[EXERCISE DETAILS]: Nothing but the lines from the one containing "Where can the white cloud" through the last line of the records below should be copied, exactly and without pictures.

↓↓↓

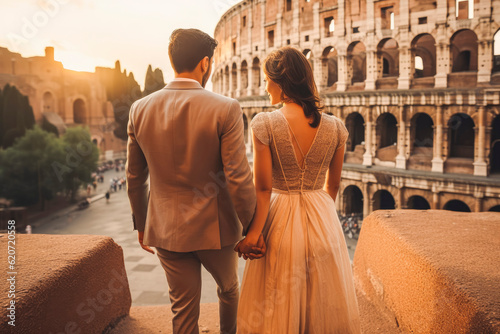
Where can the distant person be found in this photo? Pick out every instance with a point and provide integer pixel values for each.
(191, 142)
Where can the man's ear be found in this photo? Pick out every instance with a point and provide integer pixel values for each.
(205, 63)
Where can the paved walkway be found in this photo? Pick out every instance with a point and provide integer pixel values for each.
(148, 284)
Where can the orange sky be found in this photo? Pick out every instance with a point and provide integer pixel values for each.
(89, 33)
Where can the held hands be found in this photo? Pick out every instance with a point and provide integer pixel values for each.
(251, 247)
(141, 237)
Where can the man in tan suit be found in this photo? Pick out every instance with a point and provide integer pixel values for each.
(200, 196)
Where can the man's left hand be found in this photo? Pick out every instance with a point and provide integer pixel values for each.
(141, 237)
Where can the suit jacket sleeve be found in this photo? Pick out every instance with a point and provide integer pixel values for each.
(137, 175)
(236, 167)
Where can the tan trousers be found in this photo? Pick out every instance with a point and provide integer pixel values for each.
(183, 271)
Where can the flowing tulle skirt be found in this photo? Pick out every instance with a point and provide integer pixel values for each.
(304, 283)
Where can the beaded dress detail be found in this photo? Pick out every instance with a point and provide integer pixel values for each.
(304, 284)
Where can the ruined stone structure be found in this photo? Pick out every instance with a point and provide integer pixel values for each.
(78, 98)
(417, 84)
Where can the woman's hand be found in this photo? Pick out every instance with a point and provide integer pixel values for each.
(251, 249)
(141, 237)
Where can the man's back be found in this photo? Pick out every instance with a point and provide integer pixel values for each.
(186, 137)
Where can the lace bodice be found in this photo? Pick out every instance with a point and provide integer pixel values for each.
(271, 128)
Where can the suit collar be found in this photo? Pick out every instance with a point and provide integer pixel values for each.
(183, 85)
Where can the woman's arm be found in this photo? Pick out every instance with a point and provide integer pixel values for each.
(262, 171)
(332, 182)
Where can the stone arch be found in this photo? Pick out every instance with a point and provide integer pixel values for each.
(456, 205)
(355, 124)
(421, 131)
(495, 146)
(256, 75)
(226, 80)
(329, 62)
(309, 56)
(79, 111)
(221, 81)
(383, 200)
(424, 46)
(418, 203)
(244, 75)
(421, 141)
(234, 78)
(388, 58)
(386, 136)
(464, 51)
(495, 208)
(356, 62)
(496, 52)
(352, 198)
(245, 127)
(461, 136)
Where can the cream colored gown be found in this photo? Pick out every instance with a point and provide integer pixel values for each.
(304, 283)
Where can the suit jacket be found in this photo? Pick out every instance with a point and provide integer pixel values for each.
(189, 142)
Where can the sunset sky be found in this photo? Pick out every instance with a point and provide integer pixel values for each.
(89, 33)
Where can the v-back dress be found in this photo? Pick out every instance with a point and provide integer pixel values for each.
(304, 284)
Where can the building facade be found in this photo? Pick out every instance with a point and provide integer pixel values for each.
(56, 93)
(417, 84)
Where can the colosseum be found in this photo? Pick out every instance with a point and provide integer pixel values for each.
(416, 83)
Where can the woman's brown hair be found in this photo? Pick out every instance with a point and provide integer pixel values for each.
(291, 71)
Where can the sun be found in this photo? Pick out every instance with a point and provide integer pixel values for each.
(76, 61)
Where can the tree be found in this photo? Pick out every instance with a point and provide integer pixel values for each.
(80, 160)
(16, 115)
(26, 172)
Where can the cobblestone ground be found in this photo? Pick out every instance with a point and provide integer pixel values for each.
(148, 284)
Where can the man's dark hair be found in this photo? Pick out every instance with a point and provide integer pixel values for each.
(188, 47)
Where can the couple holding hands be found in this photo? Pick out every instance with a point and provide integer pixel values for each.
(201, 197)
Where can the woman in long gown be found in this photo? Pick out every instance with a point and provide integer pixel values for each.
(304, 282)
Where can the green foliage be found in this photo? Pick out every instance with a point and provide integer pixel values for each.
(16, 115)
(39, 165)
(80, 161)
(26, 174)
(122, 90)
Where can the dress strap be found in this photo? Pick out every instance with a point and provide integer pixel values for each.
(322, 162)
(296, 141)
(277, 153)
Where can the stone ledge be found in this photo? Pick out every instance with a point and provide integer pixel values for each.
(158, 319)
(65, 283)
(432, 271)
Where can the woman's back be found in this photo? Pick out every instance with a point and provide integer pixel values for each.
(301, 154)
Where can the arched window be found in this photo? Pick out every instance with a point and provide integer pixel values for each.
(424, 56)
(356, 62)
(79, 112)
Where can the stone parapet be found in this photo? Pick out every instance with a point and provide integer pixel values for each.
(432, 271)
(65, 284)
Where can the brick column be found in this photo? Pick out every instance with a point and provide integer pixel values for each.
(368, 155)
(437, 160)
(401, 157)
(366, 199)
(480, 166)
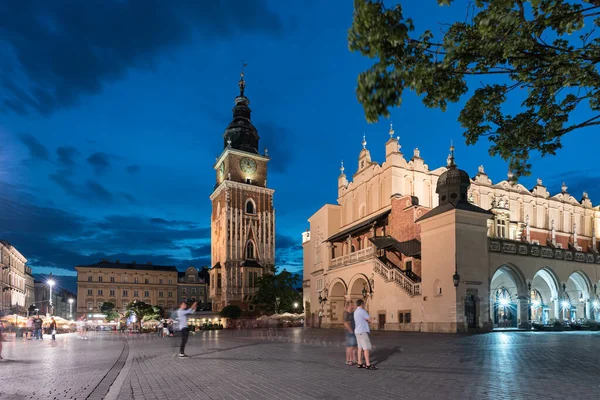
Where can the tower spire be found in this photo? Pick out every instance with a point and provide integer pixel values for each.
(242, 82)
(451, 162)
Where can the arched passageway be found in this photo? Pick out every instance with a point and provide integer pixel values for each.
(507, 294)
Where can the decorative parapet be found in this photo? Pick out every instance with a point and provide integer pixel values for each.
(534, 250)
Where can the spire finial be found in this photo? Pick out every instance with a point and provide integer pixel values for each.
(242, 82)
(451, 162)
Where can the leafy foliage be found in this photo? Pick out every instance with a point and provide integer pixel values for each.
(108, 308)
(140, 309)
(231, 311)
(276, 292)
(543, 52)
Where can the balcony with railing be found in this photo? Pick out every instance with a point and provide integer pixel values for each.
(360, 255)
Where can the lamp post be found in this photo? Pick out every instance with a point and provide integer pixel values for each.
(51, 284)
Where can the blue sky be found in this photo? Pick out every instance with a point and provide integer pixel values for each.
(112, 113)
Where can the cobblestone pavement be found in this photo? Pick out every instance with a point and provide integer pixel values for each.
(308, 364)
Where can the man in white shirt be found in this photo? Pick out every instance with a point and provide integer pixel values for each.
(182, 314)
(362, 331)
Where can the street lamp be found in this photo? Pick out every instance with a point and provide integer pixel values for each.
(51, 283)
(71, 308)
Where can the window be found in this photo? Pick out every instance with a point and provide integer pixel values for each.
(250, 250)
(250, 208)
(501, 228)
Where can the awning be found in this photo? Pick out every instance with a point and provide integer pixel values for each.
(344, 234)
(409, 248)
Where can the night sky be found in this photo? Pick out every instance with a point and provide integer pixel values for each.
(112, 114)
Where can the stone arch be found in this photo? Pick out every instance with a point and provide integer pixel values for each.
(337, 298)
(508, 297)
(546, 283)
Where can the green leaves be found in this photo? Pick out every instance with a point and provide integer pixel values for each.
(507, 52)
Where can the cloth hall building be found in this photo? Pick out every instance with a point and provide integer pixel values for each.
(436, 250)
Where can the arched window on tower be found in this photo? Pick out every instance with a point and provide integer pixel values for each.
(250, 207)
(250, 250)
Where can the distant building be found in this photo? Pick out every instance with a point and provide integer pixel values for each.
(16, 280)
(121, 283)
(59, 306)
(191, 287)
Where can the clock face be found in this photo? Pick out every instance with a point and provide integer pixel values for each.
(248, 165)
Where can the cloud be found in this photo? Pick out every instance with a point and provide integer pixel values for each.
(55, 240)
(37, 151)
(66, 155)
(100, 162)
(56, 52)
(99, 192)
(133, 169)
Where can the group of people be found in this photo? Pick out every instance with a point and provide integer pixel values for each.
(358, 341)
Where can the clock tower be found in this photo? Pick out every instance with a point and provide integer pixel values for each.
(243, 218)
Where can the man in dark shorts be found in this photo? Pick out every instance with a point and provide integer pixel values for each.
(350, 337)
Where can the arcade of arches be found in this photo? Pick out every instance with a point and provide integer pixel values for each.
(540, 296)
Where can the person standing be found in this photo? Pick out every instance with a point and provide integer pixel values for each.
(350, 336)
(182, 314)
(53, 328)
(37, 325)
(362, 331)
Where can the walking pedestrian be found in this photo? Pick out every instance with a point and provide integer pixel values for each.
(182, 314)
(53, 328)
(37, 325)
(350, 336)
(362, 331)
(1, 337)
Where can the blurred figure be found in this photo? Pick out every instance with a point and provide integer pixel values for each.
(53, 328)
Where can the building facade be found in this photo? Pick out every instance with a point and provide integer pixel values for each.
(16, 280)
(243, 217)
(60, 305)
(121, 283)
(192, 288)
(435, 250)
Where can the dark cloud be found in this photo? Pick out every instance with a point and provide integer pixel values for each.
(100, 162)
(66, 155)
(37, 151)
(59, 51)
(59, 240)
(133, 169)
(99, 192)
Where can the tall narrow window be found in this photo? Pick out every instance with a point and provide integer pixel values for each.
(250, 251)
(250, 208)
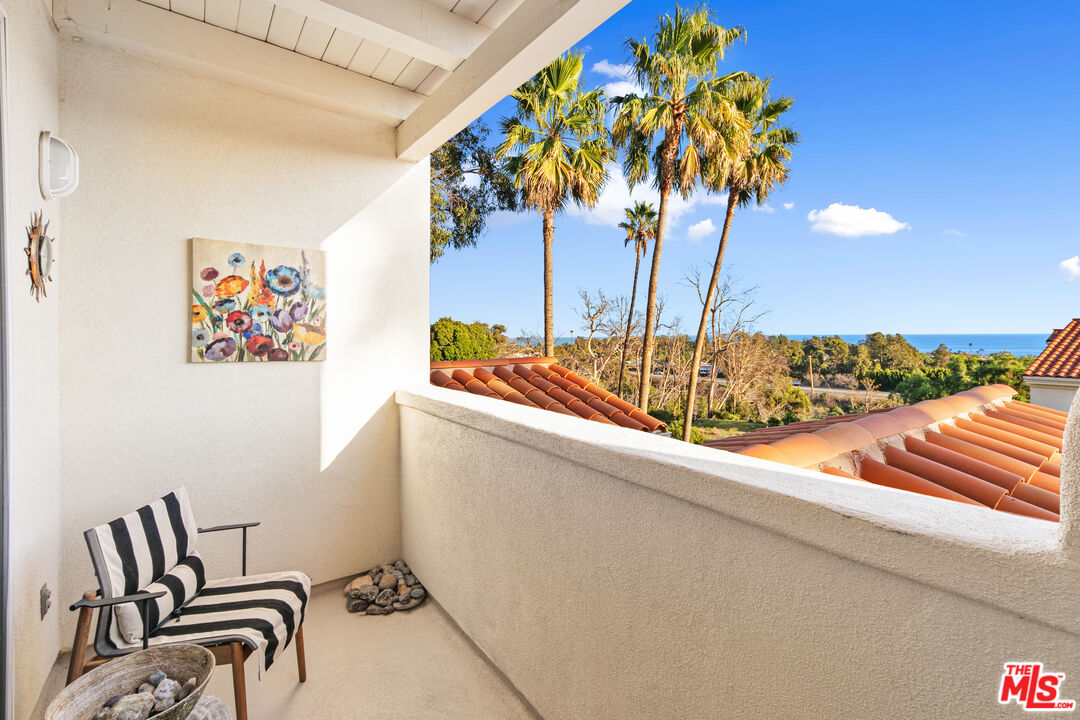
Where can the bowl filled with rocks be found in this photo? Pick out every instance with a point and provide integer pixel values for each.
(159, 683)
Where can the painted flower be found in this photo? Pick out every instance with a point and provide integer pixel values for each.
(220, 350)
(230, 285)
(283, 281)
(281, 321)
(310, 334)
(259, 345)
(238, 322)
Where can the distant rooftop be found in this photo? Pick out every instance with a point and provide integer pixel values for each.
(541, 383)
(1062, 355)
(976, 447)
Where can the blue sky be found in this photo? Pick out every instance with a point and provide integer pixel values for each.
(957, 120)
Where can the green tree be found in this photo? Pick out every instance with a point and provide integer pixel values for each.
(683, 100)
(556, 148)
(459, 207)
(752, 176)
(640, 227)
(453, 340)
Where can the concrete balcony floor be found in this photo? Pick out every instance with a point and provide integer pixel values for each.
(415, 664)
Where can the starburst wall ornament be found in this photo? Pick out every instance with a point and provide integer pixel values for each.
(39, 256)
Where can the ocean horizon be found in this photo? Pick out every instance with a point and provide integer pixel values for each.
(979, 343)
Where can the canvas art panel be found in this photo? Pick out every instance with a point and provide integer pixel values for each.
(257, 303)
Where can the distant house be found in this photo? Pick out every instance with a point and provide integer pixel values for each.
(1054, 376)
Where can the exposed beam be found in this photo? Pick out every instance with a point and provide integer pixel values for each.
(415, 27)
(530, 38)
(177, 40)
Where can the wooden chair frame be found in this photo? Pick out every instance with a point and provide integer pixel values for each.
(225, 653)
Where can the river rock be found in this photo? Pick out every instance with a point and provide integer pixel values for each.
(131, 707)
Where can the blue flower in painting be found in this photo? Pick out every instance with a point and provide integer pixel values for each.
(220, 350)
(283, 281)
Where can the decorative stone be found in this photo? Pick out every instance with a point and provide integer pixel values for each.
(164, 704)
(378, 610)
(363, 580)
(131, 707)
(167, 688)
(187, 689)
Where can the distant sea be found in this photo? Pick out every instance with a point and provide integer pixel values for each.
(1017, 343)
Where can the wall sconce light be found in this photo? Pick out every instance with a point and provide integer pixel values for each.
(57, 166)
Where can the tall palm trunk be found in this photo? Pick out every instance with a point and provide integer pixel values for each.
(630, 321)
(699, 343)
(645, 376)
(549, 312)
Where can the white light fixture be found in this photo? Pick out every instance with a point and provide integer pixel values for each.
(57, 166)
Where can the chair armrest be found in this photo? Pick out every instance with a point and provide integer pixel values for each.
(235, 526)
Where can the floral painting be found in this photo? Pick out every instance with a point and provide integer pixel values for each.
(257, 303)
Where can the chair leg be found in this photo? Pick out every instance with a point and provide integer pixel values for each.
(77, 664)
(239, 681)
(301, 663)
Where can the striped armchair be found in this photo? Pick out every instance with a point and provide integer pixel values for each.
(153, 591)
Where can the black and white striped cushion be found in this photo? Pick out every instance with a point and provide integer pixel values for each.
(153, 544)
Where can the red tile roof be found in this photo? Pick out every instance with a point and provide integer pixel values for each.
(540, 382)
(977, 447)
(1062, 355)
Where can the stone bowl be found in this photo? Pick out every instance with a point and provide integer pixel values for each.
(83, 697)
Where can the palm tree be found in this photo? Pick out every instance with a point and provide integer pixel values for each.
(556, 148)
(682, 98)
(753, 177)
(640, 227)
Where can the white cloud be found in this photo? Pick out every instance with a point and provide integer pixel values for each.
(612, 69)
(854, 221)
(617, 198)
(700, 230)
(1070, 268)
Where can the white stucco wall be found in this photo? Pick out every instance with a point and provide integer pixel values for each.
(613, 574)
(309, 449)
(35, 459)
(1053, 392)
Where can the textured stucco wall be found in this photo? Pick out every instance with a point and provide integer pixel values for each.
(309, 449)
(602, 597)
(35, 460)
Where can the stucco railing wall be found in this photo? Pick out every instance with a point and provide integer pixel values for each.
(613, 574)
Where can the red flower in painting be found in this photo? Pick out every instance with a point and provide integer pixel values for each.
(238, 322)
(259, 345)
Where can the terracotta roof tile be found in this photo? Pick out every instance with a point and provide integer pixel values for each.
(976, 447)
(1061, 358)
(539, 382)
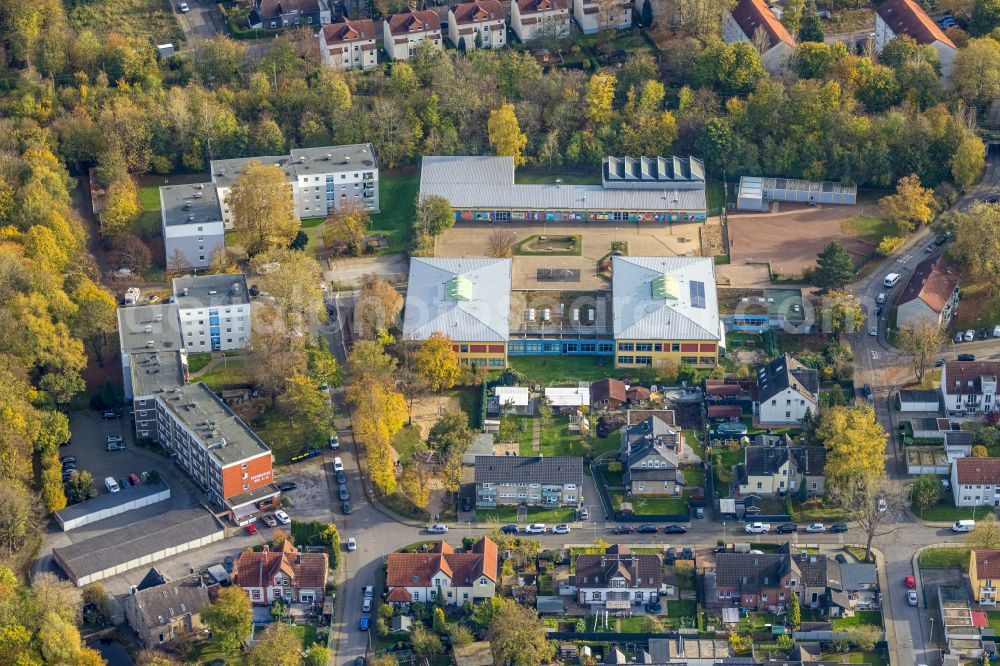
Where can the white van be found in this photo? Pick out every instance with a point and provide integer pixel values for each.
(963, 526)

↑↑↑

[THE RESULT]:
Where can the white cloud be found in this photo? Pick out every instance with a point and provide integer pixel values for each.
(612, 69)
(854, 221)
(617, 198)
(700, 230)
(1070, 268)
Where can the white stucco wall be found in this photo? Pick out every instance with a point and provide integer pixel values for each.
(613, 574)
(309, 449)
(35, 459)
(1053, 392)
Where can the textured stucco wall be found in this photo? Pick out every instance with a point and provide integer pixel values for each.
(309, 449)
(602, 597)
(35, 460)
Where can the stucco railing wall be found in this photo? Pick out every instance with a point and provide integer pixel values for each.
(613, 574)
Where can the red flower in painting be found in this photo? Pick out every instance with a point and provide integer pixel values for each.
(238, 322)
(259, 345)
Where can the terracotta roof tile be found in this photo? Pick out every instance with a point and provide integer pixel values for each.
(976, 447)
(1061, 358)
(539, 382)
Where can the white van be found in this photo? Pick out every instance with a point and provide integer pixel values for each.
(963, 526)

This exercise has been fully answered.